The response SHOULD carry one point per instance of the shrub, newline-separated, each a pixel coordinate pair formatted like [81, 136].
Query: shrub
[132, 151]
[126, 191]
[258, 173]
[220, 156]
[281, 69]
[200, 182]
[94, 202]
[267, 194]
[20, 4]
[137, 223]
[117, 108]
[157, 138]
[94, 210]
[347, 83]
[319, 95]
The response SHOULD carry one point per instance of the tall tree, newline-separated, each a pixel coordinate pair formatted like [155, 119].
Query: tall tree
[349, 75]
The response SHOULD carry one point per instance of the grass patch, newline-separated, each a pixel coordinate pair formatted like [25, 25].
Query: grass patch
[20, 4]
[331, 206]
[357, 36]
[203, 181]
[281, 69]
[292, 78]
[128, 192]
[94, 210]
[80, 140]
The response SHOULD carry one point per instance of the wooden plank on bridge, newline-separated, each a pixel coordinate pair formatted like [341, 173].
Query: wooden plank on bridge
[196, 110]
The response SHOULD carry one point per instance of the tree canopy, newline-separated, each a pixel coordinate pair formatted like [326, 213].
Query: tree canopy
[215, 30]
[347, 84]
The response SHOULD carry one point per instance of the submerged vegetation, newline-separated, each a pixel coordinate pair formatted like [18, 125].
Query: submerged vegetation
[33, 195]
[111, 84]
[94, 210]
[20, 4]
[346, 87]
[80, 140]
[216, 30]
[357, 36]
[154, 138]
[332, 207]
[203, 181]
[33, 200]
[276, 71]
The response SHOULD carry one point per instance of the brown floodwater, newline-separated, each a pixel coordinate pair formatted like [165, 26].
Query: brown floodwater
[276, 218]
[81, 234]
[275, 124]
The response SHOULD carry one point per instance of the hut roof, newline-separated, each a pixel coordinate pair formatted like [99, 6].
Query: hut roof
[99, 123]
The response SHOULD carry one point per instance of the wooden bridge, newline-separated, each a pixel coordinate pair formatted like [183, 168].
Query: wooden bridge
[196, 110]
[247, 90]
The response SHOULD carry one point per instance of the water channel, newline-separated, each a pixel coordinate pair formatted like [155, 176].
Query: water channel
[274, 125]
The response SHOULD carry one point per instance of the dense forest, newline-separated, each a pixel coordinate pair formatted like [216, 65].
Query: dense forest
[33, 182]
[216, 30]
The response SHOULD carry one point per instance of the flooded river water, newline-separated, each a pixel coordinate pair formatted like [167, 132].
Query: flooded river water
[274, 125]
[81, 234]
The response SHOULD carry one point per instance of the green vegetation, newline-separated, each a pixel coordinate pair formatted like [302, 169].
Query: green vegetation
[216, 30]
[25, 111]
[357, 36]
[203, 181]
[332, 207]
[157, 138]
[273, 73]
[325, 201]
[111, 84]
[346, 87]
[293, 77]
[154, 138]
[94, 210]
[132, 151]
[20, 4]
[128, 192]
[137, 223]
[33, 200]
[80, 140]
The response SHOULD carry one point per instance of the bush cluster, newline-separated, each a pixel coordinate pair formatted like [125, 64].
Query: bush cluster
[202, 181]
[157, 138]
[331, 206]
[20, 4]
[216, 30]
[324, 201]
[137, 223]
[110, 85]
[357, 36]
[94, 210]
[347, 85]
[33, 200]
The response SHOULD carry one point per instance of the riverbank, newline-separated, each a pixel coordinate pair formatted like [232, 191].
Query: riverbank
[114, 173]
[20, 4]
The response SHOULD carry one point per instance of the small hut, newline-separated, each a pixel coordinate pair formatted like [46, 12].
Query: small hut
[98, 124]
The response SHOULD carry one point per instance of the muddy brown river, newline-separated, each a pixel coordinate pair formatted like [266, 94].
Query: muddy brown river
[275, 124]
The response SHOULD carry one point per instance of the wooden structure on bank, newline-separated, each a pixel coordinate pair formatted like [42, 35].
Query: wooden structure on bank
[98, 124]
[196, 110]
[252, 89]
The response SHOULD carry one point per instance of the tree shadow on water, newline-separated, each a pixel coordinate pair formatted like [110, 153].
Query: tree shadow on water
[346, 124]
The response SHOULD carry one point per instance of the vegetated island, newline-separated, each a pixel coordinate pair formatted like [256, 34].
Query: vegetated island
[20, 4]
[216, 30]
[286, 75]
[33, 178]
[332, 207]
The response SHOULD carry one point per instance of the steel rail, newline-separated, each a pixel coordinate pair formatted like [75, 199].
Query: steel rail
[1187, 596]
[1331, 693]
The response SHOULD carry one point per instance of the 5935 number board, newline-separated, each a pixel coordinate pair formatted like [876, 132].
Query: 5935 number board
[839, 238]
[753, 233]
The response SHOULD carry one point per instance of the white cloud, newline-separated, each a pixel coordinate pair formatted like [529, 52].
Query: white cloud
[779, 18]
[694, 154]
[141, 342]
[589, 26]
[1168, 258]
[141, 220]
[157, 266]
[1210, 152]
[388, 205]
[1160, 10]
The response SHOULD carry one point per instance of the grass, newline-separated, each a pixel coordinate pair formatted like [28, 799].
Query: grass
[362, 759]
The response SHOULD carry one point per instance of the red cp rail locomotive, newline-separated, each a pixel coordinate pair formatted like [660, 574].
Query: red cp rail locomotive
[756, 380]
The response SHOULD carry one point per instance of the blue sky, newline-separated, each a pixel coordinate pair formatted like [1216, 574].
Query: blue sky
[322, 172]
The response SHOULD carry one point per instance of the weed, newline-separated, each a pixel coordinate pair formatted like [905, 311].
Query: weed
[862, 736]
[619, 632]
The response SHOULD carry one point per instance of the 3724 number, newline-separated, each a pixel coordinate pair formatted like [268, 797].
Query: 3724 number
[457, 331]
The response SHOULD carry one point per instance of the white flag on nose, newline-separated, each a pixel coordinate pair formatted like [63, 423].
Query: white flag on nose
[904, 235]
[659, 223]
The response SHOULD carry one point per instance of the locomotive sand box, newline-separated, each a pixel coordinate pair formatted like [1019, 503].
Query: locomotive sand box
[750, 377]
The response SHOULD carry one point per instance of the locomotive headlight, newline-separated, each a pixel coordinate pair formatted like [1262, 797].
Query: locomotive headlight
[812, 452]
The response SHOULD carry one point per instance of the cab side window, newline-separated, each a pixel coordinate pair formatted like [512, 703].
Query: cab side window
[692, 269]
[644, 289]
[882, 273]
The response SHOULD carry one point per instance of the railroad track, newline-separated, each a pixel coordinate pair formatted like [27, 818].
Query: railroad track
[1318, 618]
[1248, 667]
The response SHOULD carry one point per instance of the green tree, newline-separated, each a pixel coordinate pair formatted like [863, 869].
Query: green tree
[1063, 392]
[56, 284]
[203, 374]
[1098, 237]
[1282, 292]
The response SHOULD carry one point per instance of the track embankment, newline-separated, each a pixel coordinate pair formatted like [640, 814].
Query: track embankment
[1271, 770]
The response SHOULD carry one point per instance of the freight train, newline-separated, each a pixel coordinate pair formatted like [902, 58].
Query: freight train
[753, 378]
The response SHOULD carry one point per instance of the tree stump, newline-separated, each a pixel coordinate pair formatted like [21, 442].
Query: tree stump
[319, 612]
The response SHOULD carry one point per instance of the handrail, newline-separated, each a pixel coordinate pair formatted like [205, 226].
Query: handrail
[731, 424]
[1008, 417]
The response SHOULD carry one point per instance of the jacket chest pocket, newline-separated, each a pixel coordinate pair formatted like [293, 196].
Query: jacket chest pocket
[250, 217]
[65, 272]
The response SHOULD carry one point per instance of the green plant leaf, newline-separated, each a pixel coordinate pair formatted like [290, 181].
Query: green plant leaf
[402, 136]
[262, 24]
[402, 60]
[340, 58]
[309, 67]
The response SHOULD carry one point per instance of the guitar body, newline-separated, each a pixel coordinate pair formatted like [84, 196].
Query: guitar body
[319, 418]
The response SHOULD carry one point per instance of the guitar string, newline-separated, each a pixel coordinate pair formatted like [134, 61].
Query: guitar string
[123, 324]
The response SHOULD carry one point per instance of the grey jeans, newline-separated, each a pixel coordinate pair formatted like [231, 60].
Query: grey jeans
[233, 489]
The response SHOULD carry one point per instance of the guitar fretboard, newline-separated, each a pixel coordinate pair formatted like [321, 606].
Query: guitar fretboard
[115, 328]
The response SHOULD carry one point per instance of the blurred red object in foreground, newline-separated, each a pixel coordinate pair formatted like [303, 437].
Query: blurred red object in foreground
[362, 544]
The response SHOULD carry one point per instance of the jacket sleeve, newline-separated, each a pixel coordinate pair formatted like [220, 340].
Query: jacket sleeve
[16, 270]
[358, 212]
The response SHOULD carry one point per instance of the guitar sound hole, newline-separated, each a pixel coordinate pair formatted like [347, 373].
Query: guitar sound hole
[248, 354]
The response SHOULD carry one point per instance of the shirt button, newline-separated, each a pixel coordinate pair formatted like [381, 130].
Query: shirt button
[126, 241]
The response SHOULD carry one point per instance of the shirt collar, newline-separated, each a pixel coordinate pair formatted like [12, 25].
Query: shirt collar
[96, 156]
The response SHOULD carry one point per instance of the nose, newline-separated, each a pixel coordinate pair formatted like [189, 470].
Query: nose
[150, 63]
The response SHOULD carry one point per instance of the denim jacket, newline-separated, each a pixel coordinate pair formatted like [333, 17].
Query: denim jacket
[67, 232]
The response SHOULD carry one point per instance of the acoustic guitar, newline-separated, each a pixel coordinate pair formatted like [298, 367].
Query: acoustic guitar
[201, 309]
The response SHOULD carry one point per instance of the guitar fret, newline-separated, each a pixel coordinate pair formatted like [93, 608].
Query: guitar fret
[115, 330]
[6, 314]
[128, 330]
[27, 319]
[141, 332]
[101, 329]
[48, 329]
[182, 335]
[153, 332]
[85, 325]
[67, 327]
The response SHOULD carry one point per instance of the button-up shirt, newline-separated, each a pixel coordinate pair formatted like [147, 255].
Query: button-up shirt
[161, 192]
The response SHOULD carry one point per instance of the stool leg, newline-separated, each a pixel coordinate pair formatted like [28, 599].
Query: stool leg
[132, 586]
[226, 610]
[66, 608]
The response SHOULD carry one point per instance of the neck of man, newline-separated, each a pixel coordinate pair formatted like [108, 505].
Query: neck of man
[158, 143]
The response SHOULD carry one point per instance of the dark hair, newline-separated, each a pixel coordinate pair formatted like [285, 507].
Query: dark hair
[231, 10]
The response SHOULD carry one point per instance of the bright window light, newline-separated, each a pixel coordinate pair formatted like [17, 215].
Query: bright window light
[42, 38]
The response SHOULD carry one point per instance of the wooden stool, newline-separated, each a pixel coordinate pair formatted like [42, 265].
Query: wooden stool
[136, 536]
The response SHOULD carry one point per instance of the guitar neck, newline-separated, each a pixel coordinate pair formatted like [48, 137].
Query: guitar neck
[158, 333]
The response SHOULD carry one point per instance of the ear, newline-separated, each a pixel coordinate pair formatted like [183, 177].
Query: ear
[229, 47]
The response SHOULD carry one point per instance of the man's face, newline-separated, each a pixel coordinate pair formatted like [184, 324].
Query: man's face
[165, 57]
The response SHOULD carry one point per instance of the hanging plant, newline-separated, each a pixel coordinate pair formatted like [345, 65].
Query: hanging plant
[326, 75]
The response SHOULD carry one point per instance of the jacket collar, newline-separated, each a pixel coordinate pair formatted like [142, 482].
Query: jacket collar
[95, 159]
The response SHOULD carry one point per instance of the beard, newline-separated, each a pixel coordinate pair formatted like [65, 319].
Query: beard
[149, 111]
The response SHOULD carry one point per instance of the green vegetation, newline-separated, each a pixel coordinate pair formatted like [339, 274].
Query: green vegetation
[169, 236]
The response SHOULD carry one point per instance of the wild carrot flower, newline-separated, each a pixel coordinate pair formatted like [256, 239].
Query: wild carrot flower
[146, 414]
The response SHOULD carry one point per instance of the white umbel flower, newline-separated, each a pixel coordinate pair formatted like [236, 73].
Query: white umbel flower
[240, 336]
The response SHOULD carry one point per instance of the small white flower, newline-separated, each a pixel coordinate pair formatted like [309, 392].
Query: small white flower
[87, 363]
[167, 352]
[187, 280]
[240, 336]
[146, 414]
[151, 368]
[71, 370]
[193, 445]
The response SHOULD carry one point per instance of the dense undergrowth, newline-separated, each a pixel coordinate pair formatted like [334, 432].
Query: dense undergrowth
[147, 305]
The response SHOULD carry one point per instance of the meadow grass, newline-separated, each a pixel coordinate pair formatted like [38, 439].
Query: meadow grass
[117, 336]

▬▬▬▬▬▬

▶ **EXERCISE TASK**
Extract every line from the one containing "like [48, 137]." through the last line of the data, inclusive, exactly as written.

▶ **RESULT**
The response SHOULD carry one point per instance of the guitar neck, newline-separated, each a pixel coordinate pair formatted like [48, 137].
Query: guitar neck
[158, 333]
The response SHOULD carry one point per instance of the ear, newline-separated, each a pixel coordinate pair formatted like [183, 177].
Query: ear
[229, 47]
The response SHOULD carry one point per instance of the man's face, newline-separated, each a pixel coordinate pair formatted like [184, 324].
Query: man's face
[165, 57]
The response SHOULD carry one point per instance of the hanging plant, newline-separated, each a pixel coordinate pair formatted like [345, 65].
Query: hanging plant
[326, 75]
The response SHOULD carry one point per instance of the jacket collar, newline-separated, each a pixel coordinate pair formatted like [142, 482].
Query: jacket collar
[95, 159]
The response SHOULD carry one point per instance of the beard, newline-separated, each a pixel coordinate pair formatted like [65, 319].
Query: beard
[149, 111]
The response SHOULD carry one point per instance of the green vegetation, newline-separated, each a pixel coordinate pair formatted like [339, 274].
Query: green vegetation
[169, 236]
The response SHOULD carry one point per instance of the wild carrot flower, newline-separated, each a pixel coordinate pair formatted like [256, 239].
Query: wild carrot flower
[146, 414]
The response SHOULD carry one point per instance of the white umbel flower, newline-separated, each a pixel coordinate pair formatted like [236, 73].
Query: white umbel flower
[240, 336]
The response SHOULD carry one point per instance of the small white flower, newline-separated, each a pixel coordinate pair formatted like [309, 392].
Query: small white flower
[87, 363]
[167, 352]
[187, 280]
[240, 336]
[146, 414]
[151, 368]
[71, 370]
[193, 445]
The response SHOULD carry one point per instance of the dense undergrowth, newline-separated, each a pixel coordinate pair formatted like [334, 432].
Query: dense undergrowth
[147, 305]
The response SHOULD carry one point per instance of the meadow grass, newline-separated, each a pixel coordinate pair formatted like [38, 439].
Query: meadow grass
[117, 336]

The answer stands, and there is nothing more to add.